| Text block |
# afx dash camaros



## COMMANDER (Dec 20, 2015)

does anyone know where i can get my hands on some afx dash camaros? 
i read somewhere that they dont make em anymore, but there has to be some out there somewhere?


----------



## GT40 (Jan 18, 2014)

Slots and Stuff


----------



## COMMANDER (Dec 20, 2015)

thanks GT40 i checked out slots and stuff they only have 1 dash camaro and its one that i already have. is there any other place i can check?


----------



## rodstrguy (Feb 14, 2002)

Lucky Bob's... Milw Wi


----------



## Bubba 123 (Sep 10, 2010)

rodstrguy said:


> Lucky Bob's... Milw Wi


JAG (??)

Bubba :wave:


----------



## Hilltop Raceway (Feb 12, 2006)

Try Tom Stumpf, he may have some... RM

tomhocars


----------



## Shadowracer (Sep 11, 2004)

Ho slot cars . Com


----------



## COMMANDER (Dec 20, 2015)

thanks for all your help but still no luck, guess they really are all gone.


----------



## wyatt641 (Jan 14, 2012)

COMMANDER said:


> thanks for all your help but still no luck, guess they really are all gone.


only ones you see nowadays are on fleabay and usually for about 15 to 20 a pop no chassis.they were really nice cars..i had a couple and traded them off a while back..wish i kept them now..dash has some real nice bodies..others i can pass on but sometimes he hits it out of the park..to each his own opinion i guess.
:wave:


----------



## alpink (Aug 22, 2010)

OK, took me awhile to find which is why I didn't say so earlier

1) solid red
2)red w/ black stripes
3) red w/ gold stripes
4) red w/ silver stripes
5) orange w/ black stripes 
6) pearl white w/ blue stripes
7) pearl white w/ black stripes

name your poison


----------



## COMMANDER (Dec 20, 2015)

| Exercise aim |
Pick up the forum thread about AFX Dash Camaros where it stops, and write the reply under COMMANDER's last header.

| Raw data |
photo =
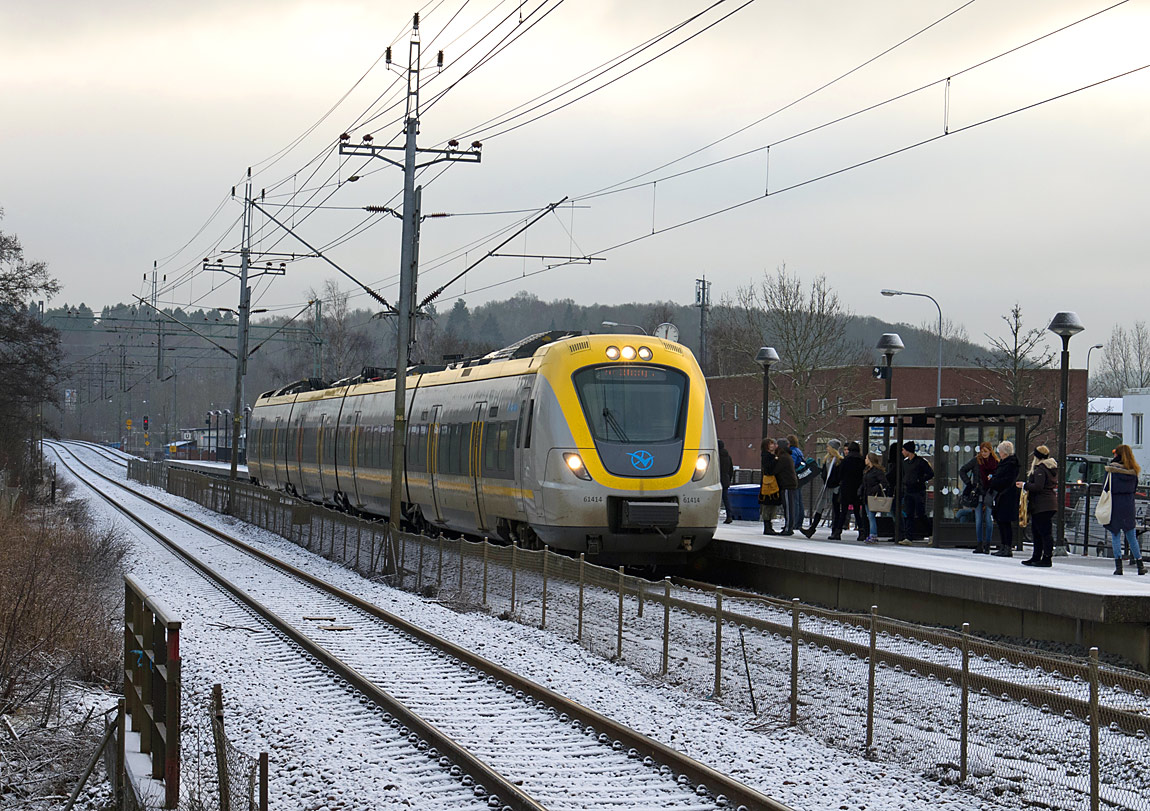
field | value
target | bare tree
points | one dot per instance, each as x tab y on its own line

| Reply |
View attachment 218946
ok heres what i have already so looks like i need the white with blue stripe an red with silver


----------



## Joe65SkylarkGS (Feb 15, 2010)

I may have them .Stand by


----------



## Joe65SkylarkGS (Feb 15, 2010)

Well I'm sorry but I do not have any. 

Sadly, I think we were very close to getting an entire new full run of both tjet and snap in Camaros but I think the molds have been misplaced. In China .

Ugh. Sad news indeed .I believe they would've gone like hot cakes. 

And Tom doesn't have any. I got his collection.


----------



## COMMANDER (Dec 20, 2015)

thanks for checking joe i have alot of them but i want every color combo i can get.
i think the dash camaro is one of the hottest, and best looking cars to go down the track


----------



## Joe65SkylarkGS (Feb 15, 2010)

Yea Dan's bodies are all amazing .

Did you get any of the kits? 69 RR and the 67 GTO? They come with chromed bumpers .Paint and assemble and they look great!!!!


----------



## COMMANDER (Dec 20, 2015)

no i didnt, not sure ive even seen any of them. do u have any pics ?


----------



## Joe65SkylarkGS (Feb 15, 2010)

COMMANDER said:


> no i didnt, not sure ive even seen any of them. do u have any pics ?


Yes .PM me ur cell or email address and I'll show you some.


----------



## COMMANDER (Dec 20, 2015)

HEY alpink a big thanks I got my Camaro bodys today, you even threw in a extra body totally wasn't expecting that. not sure if I should have said that, don't want everybody expecting extras lol. thanks again bro.


----------



## alpink (Aug 22, 2010)

COMMANDER, glad they got there quickly.
HAPPY NEW YEAR


----------



## COMMANDER (Dec 20, 2015)

any more dash Camaros out there? I'm looking for blue with white stripes.


----------



## wyatt641 (Jan 14, 2012)

COMMANDER said:


> any more dash Camaros out there? I'm looking for blue with white stripes.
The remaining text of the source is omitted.